● **QUOTED TEXT**:
»»
Skip to content

Telemetry

Lisa edited this page Dec 23, 2025 · 8 revisions

Runtime Telemetry (v6.4)

CKB integrates with OpenTelemetry to answer the question static analysis can't: "Is this code actually used in production?"

By ingesting runtime metrics, CKB can:

  • Detect dead code with high confidence
  • Show actual call counts for any symbol
  • Enrich impact analysis with observed callers
  • Distinguish between "no static references" and "truly unused"

Quick Start

1. Enable Telemetry

Add to .ckb/config.json:

{
  "telemetry": {
    "enabled": true,
    "serviceMap": {
      "my-api-service": "my-repo"
    }
  }
}

2. Configure Your OpenTelemetry Collector

Point your collector's exporter at CKB:

# otel-collector-config.yaml
exporters:
  otlphttp:
    endpoint: "http://localhost:9120/v1/metrics"

service:
  pipelines:
    metrics:
      receivers: [otlp]
      processors: [batch]
      exporters: [otlphttp]

3. Verify It's Working

ckb telemetry status

You should see:

Telemetry Status
  Enabled: true
  Last Sync: 2 minutes ago

Coverage:
  Symbol: 78% (23,456 of 30,123 symbols have telemetry)
  Service: 100% (3 of 3 repos mapped)
««
● **GIVEN PROBLEM 1**: Find each line in the records below that contains the word "child" and copy those lines.

● **PROVIDED DATA**:
»»
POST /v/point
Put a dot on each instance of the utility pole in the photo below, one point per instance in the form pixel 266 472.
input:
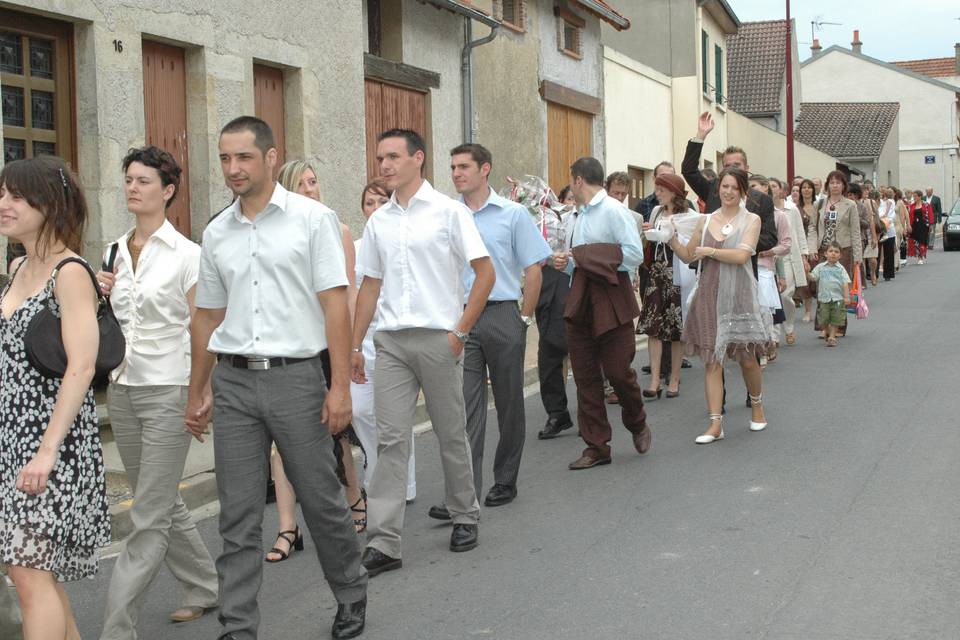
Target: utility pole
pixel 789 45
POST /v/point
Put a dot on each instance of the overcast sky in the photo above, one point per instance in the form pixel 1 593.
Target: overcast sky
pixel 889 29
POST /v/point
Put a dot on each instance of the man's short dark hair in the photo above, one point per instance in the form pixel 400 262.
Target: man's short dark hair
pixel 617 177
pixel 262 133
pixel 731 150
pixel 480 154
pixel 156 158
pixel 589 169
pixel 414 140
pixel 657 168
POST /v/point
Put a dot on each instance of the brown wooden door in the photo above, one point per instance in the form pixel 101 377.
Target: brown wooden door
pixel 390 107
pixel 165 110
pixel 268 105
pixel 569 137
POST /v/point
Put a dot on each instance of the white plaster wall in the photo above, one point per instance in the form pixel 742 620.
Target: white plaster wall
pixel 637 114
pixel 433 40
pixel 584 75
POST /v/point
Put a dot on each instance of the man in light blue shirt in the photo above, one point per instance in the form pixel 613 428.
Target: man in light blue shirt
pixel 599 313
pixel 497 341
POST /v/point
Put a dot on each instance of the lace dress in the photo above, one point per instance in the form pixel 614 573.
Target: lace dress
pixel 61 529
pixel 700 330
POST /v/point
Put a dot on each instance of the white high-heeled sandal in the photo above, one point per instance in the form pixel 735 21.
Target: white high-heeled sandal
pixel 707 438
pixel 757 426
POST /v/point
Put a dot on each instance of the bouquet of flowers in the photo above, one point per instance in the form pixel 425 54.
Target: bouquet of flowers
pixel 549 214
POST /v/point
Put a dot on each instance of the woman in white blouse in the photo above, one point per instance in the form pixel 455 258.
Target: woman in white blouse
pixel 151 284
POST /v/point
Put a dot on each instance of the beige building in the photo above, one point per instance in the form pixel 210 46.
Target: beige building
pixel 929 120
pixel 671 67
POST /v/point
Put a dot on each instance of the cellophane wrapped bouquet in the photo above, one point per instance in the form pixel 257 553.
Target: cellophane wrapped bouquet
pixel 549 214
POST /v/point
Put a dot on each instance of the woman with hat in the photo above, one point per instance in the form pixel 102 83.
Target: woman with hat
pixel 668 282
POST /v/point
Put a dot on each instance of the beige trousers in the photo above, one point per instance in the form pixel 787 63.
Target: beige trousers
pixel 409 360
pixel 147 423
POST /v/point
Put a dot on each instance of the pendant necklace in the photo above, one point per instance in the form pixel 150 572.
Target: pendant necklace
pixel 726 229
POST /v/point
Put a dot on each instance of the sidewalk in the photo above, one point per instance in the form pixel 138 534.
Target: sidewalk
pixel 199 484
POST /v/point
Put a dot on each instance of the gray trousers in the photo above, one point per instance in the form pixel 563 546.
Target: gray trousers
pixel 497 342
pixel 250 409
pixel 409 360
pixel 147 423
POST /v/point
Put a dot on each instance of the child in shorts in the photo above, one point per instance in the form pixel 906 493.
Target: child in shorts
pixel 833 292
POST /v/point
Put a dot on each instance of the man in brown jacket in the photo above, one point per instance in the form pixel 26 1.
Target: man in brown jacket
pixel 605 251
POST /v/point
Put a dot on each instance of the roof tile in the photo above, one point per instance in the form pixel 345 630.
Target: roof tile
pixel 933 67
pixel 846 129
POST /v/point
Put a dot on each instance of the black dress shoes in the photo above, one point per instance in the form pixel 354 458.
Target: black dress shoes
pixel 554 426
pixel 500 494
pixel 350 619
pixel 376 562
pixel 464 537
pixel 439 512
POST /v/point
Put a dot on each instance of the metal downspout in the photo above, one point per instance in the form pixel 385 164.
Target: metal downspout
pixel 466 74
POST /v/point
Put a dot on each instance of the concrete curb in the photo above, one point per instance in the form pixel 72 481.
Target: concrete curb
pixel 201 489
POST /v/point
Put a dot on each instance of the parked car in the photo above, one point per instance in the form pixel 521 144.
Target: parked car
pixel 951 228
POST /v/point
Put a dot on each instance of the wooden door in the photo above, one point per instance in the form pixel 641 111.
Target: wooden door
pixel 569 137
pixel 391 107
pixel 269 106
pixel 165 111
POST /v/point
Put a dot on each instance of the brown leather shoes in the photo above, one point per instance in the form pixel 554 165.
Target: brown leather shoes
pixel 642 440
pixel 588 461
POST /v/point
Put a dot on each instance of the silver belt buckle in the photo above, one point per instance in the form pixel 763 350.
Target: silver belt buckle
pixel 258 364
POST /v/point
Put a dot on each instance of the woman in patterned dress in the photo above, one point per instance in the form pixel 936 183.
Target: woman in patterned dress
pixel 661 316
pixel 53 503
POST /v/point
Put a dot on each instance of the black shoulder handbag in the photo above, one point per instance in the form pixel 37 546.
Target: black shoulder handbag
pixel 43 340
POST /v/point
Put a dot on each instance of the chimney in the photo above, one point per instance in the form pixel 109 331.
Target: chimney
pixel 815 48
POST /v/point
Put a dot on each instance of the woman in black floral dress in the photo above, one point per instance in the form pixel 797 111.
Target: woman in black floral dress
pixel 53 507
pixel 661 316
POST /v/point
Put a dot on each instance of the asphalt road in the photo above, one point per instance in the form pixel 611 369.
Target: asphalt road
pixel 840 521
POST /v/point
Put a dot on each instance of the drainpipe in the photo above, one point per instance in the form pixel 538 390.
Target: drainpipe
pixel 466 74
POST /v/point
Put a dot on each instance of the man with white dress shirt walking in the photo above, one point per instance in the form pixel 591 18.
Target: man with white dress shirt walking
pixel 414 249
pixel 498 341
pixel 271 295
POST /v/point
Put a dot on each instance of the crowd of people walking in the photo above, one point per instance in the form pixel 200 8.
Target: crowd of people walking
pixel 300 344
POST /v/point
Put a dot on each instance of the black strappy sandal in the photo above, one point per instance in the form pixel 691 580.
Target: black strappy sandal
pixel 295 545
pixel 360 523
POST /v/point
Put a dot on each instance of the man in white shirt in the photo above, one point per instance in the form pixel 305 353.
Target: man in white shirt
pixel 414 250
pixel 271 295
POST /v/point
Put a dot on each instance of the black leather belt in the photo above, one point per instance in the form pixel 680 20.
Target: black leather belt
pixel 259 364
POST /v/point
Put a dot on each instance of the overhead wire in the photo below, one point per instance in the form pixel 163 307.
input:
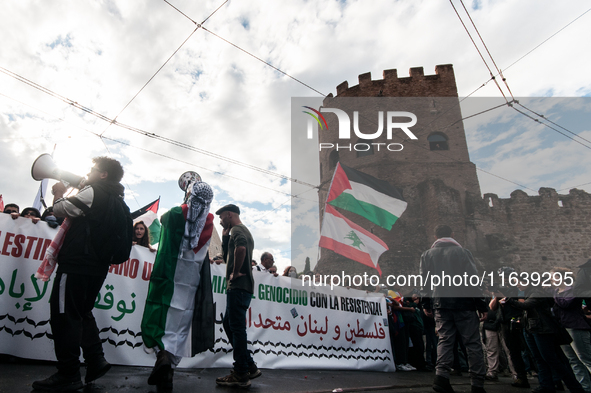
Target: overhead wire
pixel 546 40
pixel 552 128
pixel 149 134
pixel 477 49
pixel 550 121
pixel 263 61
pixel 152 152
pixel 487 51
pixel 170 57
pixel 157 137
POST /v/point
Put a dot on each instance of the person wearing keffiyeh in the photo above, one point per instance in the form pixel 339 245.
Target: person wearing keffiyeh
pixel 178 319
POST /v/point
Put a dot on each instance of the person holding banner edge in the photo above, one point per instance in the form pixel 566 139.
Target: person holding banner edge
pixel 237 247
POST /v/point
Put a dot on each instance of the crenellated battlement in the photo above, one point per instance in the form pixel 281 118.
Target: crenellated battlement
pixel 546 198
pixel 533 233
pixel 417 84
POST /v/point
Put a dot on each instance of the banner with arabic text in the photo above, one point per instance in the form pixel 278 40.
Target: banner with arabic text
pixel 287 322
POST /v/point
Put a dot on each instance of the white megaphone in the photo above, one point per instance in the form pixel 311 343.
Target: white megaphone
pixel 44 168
««
»»
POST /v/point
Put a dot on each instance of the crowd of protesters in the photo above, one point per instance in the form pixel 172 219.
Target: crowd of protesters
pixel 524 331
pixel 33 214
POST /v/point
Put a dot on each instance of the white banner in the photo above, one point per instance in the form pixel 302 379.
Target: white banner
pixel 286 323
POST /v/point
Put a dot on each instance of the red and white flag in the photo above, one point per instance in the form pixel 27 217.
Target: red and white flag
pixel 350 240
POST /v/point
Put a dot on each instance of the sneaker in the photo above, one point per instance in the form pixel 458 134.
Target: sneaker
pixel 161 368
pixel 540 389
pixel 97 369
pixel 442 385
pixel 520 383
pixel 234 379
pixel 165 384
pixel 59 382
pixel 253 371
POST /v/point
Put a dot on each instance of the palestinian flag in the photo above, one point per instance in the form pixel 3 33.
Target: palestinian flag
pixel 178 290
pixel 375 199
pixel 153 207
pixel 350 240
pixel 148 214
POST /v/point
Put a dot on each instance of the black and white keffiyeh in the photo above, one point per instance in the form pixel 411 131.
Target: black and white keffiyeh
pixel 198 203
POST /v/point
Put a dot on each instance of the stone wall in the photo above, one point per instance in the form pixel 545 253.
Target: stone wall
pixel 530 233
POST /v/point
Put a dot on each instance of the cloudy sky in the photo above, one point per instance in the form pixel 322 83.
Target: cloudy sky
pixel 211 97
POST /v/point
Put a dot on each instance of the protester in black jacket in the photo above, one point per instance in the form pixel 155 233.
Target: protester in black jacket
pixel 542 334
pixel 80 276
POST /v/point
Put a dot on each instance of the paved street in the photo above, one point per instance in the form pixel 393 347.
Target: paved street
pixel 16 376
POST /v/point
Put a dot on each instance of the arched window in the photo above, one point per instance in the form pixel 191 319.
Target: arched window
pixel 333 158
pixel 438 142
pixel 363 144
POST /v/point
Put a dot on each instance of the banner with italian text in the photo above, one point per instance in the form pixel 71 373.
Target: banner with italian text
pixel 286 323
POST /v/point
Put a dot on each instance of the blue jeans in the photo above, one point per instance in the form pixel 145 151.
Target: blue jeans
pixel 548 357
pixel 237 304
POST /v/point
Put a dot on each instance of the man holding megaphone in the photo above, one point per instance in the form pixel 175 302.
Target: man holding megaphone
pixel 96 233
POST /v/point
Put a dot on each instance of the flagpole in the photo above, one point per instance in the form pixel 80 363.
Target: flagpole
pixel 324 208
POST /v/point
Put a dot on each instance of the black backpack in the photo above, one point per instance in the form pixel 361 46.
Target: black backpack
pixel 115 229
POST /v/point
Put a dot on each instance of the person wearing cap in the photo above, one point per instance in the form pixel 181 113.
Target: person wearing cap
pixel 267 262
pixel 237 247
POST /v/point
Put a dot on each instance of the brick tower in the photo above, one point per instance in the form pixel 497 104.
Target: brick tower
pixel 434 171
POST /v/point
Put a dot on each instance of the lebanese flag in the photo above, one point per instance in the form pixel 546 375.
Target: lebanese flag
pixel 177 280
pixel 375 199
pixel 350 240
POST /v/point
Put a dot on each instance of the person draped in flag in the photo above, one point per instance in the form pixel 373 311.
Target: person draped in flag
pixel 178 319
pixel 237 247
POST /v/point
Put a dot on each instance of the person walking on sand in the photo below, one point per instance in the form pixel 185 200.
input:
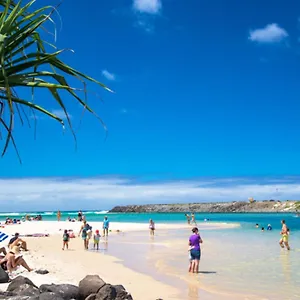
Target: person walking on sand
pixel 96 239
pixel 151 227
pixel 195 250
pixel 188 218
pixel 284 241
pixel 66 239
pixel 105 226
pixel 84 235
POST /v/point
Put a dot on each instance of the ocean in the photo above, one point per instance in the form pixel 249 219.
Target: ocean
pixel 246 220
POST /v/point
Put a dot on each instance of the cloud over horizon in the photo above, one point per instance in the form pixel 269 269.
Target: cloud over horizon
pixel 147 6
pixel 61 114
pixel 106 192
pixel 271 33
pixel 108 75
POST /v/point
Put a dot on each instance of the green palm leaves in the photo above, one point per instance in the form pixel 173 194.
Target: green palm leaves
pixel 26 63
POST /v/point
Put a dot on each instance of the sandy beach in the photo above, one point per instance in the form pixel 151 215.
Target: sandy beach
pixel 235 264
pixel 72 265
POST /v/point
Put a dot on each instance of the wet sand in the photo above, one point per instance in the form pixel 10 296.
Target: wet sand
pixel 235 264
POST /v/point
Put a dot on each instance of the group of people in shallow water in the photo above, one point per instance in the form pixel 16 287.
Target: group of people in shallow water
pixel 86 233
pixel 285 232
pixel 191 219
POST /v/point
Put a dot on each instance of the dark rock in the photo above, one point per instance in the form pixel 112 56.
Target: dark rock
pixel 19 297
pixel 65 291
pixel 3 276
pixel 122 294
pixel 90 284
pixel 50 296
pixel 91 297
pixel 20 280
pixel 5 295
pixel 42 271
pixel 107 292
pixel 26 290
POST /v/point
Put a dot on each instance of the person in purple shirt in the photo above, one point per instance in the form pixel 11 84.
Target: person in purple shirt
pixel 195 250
««
● **GIVEN PROBLEM 2**: Copy the part of the telemetry page above between "ckb telemetry status" and "symbols have telemetry)", inclusive.

● **FINAL RESULT 1**:
Put a dot on each instance of the child in shorts in the photo above, one point per instance in the form pixel 906 493.
Target: child in shorts

● **FINAL RESULT 2**:
ckb telemetry status

You should see:

Telemetry Status
  Enabled: true
  Last Sync: 2 minutes ago

Coverage:
  Symbol: 78% (23,456 of 30,123 symbols have telemetry)